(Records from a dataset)
□ □ □ □
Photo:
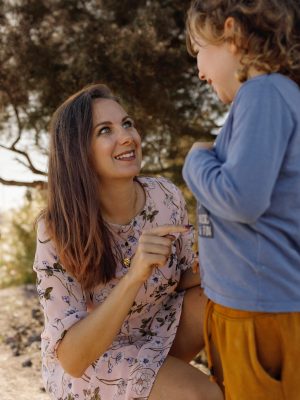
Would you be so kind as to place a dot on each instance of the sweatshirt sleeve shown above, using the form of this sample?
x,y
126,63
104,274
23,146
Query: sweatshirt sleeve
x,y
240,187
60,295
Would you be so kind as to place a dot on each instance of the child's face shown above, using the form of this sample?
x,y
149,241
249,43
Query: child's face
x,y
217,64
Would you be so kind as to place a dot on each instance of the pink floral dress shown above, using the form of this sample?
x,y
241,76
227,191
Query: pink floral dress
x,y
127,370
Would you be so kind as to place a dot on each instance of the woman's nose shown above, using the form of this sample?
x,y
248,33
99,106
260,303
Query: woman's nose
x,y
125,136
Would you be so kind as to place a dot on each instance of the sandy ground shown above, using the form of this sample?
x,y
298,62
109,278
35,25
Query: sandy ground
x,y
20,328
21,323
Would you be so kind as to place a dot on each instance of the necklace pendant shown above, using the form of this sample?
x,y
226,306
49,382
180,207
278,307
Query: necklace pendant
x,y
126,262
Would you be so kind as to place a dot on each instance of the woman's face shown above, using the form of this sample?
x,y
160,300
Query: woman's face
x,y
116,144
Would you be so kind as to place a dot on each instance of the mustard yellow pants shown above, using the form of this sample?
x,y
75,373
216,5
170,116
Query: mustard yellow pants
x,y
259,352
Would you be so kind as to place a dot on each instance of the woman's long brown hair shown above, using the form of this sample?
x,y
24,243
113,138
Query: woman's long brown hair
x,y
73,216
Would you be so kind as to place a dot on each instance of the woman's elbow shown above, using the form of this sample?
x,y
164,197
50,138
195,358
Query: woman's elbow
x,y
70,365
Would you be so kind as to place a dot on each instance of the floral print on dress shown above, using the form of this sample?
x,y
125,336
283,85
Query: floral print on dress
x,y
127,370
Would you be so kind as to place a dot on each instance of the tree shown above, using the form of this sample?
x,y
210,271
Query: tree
□ □ □ □
Copy out the material from the line containing "the woman's elbow" through its end, requests included. Scale each answer coordinate by 0.85 and round to whole numbers, halves up, leaving every other number as it is.

FULL ANSWER
Would you be so kind as to place a dot on each instance of the woman's elbow shown above, using the form of this sample?
x,y
164,197
50,138
195,358
Query: woman's elbow
x,y
60,310
Would you be so kind as to place a dot on each instance of the floral print on dress shown above, using the form of this sample?
x,y
125,336
283,85
Query: floral print on dress
x,y
108,315
Would you be so kind as to place a dot on each instance of the tree shown above, using the form of this sample?
x,y
210,271
Query: tree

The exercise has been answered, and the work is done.